[START OF PROVIDED PASSAGE]
1

First, I apologize if my description is not accurate enough for you, I am a total newbie and I don't know a thing about programming, so don't hesitate to tell me if you need more detailed info, but I will try to be as precise as possible.

So I have downloaded a bunch of tweets thanks to Twitter's API and the Terminal (through Twurl). All the tweets are in a .json file (that I open with TextWrangler, I'm on a Mac) and the thing is that when I export my .json file to a .csv file in order to process and analyze the data more easily thanks to Excel (or at least the Excel version of LibreOffice), I don't have all the parameters I would require for my study, I lack the "bio" part of each Tweet info present in the .json file. In other words, in my final table I have a column for the tweet ID, one for the tweet author, one for the text of the tweet itself and so on... But I don't have a column for the bio of the tweet author, whereas this information is displayed in the .json file itself. So my question is: is there a code or anything which would enable me to have one more column displaying some more info present in the basic .json file in my final .csv table?

Again, this may not be clear, so don't hesitate to tell me if you need me to highlight a specific point.

Thanks in advance for any insight, I really need help on this one, this is for a research project I need to carry on for my PhD, so any help would be more than welcome!

EDIT: As an example, here is a sample of the data I have for one tweet in my original .json file:

{
    "created_at": "Mon Apr 28 09:00:40 +0000 2014",
    "id": 460705144846712800,
    "id_str": "460705144846712832",
    "text": "Work can suck a dick today",
    "source": "<a href=\"http://twitter.com/download/iphone\" rel=\"nofollow\">Twitter for iPhone</a>",
    "truncated": false,
    "in_reply_to_status_id": null,
    "in_reply_to_status_id_str": null,
    "in_reply_to_user_id": null,
    "in_reply_to_user_id_str": null,
    "in_reply_to_screen_name": null,
    "user": {
        "id": 253350311,
        "id_str": "253350311",
        "name": "JEEEZUS",
        "screen_name": "Maxi_Flex",
        "location": "Southchestershire",
        "url": "http://www.soundcloud.com/maxi_flex",
        "description": "Jazz Personality.G Mentality.",
        "protected": false,
        "followers_count": 457,
        "friends_count": 400,
        "listed_count": 1,
        "created_at": "Thu Feb 17 02:08:57 +0000 2011",
        "favourites_count": 1229,
        "utc_offset": null,
        "time_zone": null,
        "geo_enabled": true,
        "verified": false,
        "statuses_count": 13661,
        "lang": "en",
        "contributors_enabled": false,
        "is_translator": false,
        "is_translation_enabled": false,
        "profile_background_color": "08ABFC",
        "profile_background_image_url": "http://pbs.twimg.com/profile_background_images/444297891977244672/Z1BkfCFB.jpeg",
        "profile_background_image_url_https": "https://pbs.twimg.com/profile_background_images/444297891977244672/Z1BkfCFB.jpeg",
        "profile_background_tile": true,
        "profile_image_url": "http://pbs.twimg.com/profile_images/454073282778902529/gCGicDBH_normal.jpeg",
        "profile_image_url_https": "https://pbs.twimg.com/profile_images/454073282778902529/gCGicDBH_normal.jpeg",
            "profile_banner_url": "https://pbs.twimg.com/profile_banners/253350311/1392339276",
        "profile_link_color": "FA05F2",
        "profile_sidebar_border_color": "FFFFFF",
        "profile_sidebar_fill_color": "DDEEF6",
        "profile_text_color": "333333",
        "profile_use_background_image": true,
        "default_profile": false,
        "default_profile_image": false,
        "following": null,
        "follow_request_sent": null,
        "notifications": null
    },
    "geo": null,
    "coordinates": null,
    "place": null,
    "contributors": null,
    "retweet_count": 0,
    "favorite_count": 0,
    "entities": {
        "hashtags": [],
        "symbols": [],
        "urls": [],
        "user_mentions": []
    },
    "favorited": false,
    "retweeted": false,
    "filter_level": "medium",
    "lang": "en"
[END OF PROVIDED PASSAGE]
[START OF ENTRIES PROVIDED]
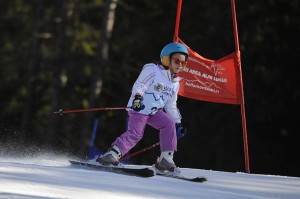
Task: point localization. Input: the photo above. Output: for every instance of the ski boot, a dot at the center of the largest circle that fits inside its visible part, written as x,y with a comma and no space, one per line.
111,157
165,163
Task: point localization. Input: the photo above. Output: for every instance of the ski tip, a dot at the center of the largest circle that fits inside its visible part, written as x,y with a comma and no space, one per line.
199,179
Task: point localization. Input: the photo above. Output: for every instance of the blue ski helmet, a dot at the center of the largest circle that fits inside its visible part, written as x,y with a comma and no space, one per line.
172,48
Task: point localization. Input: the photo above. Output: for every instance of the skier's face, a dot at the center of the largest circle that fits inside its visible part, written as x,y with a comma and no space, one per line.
178,62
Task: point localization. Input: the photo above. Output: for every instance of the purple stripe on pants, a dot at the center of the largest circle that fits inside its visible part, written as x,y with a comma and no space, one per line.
136,127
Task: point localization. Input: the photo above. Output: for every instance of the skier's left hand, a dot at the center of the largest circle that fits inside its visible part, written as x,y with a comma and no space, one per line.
180,131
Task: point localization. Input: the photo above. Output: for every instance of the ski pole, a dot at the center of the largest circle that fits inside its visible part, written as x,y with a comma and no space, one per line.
60,111
140,151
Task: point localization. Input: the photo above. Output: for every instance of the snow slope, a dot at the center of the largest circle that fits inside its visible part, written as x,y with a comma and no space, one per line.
54,178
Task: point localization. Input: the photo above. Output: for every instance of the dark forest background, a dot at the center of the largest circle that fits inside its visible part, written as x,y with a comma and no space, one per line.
75,54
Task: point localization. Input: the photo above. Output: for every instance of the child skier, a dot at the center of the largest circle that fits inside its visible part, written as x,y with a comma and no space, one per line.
153,101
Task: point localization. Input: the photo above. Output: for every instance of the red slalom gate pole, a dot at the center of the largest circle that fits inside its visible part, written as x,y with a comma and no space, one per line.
90,109
140,151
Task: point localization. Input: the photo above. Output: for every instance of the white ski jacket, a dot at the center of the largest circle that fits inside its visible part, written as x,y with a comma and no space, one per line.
159,90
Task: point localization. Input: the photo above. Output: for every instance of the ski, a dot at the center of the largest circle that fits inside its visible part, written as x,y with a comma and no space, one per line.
140,172
178,175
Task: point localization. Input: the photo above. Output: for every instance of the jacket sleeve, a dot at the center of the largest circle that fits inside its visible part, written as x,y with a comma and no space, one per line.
145,79
171,107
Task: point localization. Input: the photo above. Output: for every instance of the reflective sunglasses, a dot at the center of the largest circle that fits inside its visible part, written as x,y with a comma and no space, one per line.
177,61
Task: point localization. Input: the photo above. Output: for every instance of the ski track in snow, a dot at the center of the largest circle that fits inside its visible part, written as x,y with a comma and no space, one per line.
44,177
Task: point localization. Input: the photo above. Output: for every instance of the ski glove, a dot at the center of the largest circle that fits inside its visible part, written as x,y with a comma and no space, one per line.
180,131
137,103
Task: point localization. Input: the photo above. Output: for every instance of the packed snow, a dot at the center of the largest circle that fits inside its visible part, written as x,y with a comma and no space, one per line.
54,177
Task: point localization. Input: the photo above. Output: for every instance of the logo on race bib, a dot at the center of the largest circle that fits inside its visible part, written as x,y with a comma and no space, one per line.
158,87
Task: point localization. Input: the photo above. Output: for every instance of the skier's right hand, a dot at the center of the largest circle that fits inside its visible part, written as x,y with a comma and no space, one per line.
137,103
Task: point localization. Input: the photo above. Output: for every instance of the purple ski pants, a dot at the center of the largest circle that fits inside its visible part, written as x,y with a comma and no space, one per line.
136,126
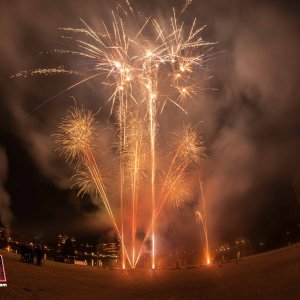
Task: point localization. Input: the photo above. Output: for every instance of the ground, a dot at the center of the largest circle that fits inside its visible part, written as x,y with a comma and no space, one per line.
273,275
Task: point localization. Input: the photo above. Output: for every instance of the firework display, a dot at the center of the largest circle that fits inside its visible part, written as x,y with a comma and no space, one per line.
146,67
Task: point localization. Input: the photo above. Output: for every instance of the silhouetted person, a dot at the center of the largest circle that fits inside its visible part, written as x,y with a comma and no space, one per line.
39,256
31,255
23,252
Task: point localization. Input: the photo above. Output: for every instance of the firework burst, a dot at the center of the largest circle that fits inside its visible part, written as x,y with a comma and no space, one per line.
145,67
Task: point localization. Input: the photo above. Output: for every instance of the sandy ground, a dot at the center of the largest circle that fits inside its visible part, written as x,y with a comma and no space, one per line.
273,275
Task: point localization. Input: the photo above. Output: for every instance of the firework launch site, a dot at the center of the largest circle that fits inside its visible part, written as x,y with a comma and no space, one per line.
272,275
[END OF ENTRIES PROVIDED]
PROBLEM TO SOLVE
In the forum post about exporting tweets, list every field inside the "user" object that has a value of null. The items were taken from a separate source.

RESPONSE TO THIS TASK
utc_offset, time_zone, following, follow_request_sent, notifications